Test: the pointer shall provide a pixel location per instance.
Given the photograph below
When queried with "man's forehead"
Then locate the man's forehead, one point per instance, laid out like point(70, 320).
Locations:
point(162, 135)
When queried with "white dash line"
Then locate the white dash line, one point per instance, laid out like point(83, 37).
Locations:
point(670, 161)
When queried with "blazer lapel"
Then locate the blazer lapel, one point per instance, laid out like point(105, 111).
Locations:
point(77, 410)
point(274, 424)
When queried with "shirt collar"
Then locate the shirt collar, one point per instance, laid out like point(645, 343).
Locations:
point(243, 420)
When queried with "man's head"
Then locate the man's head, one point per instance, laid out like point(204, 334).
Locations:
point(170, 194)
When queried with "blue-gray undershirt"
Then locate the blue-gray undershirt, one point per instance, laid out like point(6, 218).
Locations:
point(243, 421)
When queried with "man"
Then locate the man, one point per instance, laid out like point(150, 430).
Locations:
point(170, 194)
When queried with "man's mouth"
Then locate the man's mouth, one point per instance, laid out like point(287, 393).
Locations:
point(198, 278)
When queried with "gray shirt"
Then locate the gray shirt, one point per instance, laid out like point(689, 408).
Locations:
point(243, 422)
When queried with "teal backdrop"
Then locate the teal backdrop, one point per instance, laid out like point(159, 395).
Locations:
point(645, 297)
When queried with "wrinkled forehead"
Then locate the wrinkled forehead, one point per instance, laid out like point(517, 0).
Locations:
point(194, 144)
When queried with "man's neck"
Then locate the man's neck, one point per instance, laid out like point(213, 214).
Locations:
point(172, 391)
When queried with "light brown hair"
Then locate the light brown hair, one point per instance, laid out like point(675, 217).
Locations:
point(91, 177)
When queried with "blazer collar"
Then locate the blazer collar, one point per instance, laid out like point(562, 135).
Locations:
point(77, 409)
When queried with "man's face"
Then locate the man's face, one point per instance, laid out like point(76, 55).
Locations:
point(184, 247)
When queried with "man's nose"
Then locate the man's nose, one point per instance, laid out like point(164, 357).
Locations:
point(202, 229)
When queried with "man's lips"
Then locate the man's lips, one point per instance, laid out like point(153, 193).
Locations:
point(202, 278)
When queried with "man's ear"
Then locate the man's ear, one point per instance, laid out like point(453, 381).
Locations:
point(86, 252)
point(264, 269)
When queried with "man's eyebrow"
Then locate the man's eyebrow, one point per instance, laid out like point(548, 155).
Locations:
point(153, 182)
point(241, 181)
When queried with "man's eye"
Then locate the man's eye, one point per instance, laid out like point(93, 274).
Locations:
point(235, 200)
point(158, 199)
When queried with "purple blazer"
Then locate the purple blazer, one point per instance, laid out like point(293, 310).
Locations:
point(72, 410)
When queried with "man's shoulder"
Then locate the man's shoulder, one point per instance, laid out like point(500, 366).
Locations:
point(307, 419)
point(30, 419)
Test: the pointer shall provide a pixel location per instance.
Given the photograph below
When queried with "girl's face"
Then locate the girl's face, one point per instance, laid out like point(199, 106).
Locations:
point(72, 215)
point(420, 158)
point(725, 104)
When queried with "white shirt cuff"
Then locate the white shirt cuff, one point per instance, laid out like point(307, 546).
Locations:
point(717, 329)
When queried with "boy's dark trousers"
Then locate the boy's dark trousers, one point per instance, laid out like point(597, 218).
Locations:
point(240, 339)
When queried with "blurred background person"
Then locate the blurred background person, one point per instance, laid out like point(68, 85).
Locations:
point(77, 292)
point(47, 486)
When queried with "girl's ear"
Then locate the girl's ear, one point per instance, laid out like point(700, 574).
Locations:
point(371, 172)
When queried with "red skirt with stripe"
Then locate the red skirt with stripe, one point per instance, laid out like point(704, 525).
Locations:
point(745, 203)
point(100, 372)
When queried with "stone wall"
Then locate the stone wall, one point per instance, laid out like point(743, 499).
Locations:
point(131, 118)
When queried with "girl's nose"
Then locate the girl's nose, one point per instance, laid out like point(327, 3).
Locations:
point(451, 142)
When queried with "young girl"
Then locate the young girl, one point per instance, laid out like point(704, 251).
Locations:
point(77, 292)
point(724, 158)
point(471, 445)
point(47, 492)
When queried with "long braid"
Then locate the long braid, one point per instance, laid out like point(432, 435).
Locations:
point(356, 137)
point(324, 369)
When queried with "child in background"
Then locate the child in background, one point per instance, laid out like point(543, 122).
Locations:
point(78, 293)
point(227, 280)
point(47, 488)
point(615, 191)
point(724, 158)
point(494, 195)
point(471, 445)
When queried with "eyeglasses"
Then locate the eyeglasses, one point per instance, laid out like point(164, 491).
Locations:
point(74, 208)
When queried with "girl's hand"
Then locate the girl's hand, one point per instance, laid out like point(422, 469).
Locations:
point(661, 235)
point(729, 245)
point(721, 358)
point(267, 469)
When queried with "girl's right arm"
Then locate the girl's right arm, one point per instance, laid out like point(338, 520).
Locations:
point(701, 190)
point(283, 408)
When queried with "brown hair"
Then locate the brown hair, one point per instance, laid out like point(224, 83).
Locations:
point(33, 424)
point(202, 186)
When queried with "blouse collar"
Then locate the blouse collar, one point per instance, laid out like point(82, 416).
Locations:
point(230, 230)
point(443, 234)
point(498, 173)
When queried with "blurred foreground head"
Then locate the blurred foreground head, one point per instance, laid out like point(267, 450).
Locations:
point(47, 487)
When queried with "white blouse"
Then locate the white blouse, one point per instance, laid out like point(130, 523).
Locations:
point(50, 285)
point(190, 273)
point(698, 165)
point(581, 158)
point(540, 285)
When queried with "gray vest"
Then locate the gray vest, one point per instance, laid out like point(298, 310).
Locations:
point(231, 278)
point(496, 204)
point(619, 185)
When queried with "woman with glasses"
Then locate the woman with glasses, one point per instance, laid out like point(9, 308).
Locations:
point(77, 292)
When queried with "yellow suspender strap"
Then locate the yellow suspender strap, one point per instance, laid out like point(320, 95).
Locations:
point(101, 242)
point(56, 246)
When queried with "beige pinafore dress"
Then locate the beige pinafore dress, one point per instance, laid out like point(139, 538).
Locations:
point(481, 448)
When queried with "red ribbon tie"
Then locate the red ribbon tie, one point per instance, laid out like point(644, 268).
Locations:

= = =

● Aim of the exercise
Please copy out all the items above again, substituting "formatted as" for every occurrence of "laid out like" and changing nothing else.

● Response to the exercise
Test: the pointer shall provide a pixel location per instance.
Given the photograph below
When queried with "man's forehead"
Then locate the man's forehead, one point per instance, formatted as point(70, 320).
Locations:
point(162, 135)
When queried with "white dash line"
Then locate the white dash line, one point per instance, formatted as point(83, 37).
Locations:
point(670, 161)
When queried with "blazer lapel"
Then locate the blazer lapel, one point per instance, formatted as point(105, 111).
Locations:
point(77, 410)
point(274, 424)
When queried with "shirt collar"
Then locate the shirt collar, one point per instance, formatted as point(645, 343).
Locations:
point(243, 420)
When queried with "man's head"
Then locate the man's head, one point per instance, formatted as point(204, 334).
Locations:
point(170, 194)
When queried with "blue-gray undershirt"
Then locate the blue-gray undershirt, one point per instance, formatted as point(6, 218).
Locations:
point(243, 421)
When queried with "man"
Then locate the man, one point per instance, formatted as point(150, 430).
Locations:
point(170, 194)
When queried with "man's mouth"
Then locate the man's mouth, one point per instance, formatted as point(287, 393).
Locations:
point(198, 278)
When queried with "gray shirt"
Then locate the gray shirt, one point per instance, formatted as point(689, 408).
Locations:
point(243, 422)
When queried with "teal backdrop"
Then locate the teal backdrop, one point per instance, formatted as point(159, 395).
Locations:
point(645, 297)
When queried with "wrinkled forehead"
Then locate the wrinkled forehead, one point per instance, formatted as point(517, 0).
Locations:
point(194, 144)
When queried with "man's neck"
Then locate the man's neck, one point per instance, formatted as point(213, 214).
Locations:
point(172, 391)
When queried with "light brown hair"
Then locate the light brown hair, one point per instance, formatted as point(675, 217).
Locations:
point(91, 177)
When queried with "blazer collar"
Then locate the blazer collar, one point per instance, formatted as point(562, 135).
Locations:
point(77, 409)
When queried with "man's face"
Then locate the man's face, one point per instance, formatted as point(76, 55).
Locations:
point(184, 247)
When queried with "man's nose"
Then locate the man's nose, one point per instance, formatted as point(164, 357).
Locations:
point(202, 229)
When queried with "man's lips"
Then locate the man's lips, one point per instance, formatted as point(153, 193).
Locations:
point(202, 278)
When queried with "man's ear"
Then locate the man's ear, one point per instance, formatted as point(453, 381).
Locations:
point(86, 252)
point(264, 269)
When queried with "man's eyebrow"
Then locate the man's eyebrow, one point per instance, formatted as point(548, 155).
Locations:
point(153, 182)
point(241, 181)
When queried with "man's eye"
Then locate the man's eye, one point per instance, formatted as point(93, 274).
Locations:
point(235, 200)
point(158, 199)
When queried with "purple blazer"
Then locate the purple blazer, one point per instance, formatted as point(293, 310).
Locations:
point(72, 410)
When queried with "man's shoulder"
Then locate the man's shoulder, one point per instance, formatted as point(500, 366).
Locations:
point(307, 419)
point(30, 419)
Test: the pointer shall provide a pixel location per instance.
Given the photograph below
When queried with "girl's face"
Then locate the girl's face, one point per instance, formatted as point(199, 106).
Locations:
point(72, 215)
point(420, 158)
point(725, 104)
When queried with "white shirt cuff"
Then locate the white shirt cuff, one point per instance, formatted as point(307, 546).
Locations:
point(717, 329)
When queried with "boy's dark trousers"
Then locate the boy's dark trousers, one point per instance, formatted as point(597, 218).
Locations:
point(240, 339)
When queried with "blurred background person"
Then locate the blurred background person, one point per instance, formatted as point(68, 85).
Locations:
point(77, 292)
point(47, 486)
When queried with "girl's ear"
Then locate the girl's ear, one point per instance, formatted as point(700, 574).
Locations:
point(371, 172)
When queried with "red skirt with stripe"
Then locate the red skirt with stripe, one point per instance, formatted as point(704, 525).
Locations:
point(745, 203)
point(100, 372)
When queried with "stone wall"
Then locate the stone wall, one point per instance, formatted as point(743, 499).
Locations:
point(131, 118)
When queried with "girl's nose"
Then locate the girl's nose, one point per instance, formatted as point(327, 3).
Locations:
point(451, 142)
When queried with "young girl"
Then locate the young girl, one point per instance, formatted as point(704, 251).
Locations:
point(77, 292)
point(724, 158)
point(471, 445)
point(47, 492)
When queried with "long braid"
Then locate the long braid, one point per instance, formatted as point(432, 435).
Locations:
point(356, 137)
point(324, 369)
When queried with "child in background"
Then locate the child in background, one point per instance, formatted as point(543, 122).
Locations:
point(78, 293)
point(227, 280)
point(47, 488)
point(615, 191)
point(724, 158)
point(494, 195)
point(471, 445)
When queried with "eyeglasses"
Then locate the eyeglasses, one point per instance, formatted as point(164, 491).
Locations:
point(74, 208)
When queried with "girl's hand"
Then locate the girl's hand, one point per instance, formatted as point(422, 469).
Locations:
point(661, 235)
point(729, 245)
point(721, 358)
point(267, 469)
When queried with "girl's right arm"
Then locate the girl's right arm, one point per instance, formatted as point(338, 520).
Locations:
point(701, 190)
point(283, 408)
When queried with "brown hair"
Then locate the brown hair, one point per instance, formatted as point(224, 83).
Locations:
point(33, 424)
point(202, 186)
When queried with "blouse collar"
Then locate the blouse collar, one point per instance, formatted as point(82, 416).
Locations:
point(230, 230)
point(443, 234)
point(498, 173)
When queried with "blurred foreground head"
Then locate the blurred foreground head, one point per instance, formatted as point(267, 450).
Locations:
point(47, 487)
When queried with "white blouse"
Then locate the white blouse, one point per instance, formatted as point(130, 523).
Locations:
point(50, 285)
point(190, 273)
point(698, 165)
point(581, 158)
point(540, 285)
When queried with "gray vest"
Then locate the gray vest, one point per instance, formatted as point(298, 310).
Locations:
point(231, 278)
point(496, 204)
point(619, 185)
When queried with "woman with glasses"
Then locate the woman with glasses, one point per instance, formatted as point(9, 308).
Locations:
point(77, 292)
When queried with "yellow suspender strap"
Then locate the yellow suspender strap, one point per instance, formatted as point(320, 95).
Locations:
point(101, 242)
point(56, 246)
When queried with "beige pinafore dress"
Then locate the beige pinafore dress, one point per instance, formatted as point(139, 538).
Locations:
point(481, 448)
When queried with "red ribbon tie"
Then locate the red ribbon tie, one point per instance, formatted as point(644, 268).
Locations:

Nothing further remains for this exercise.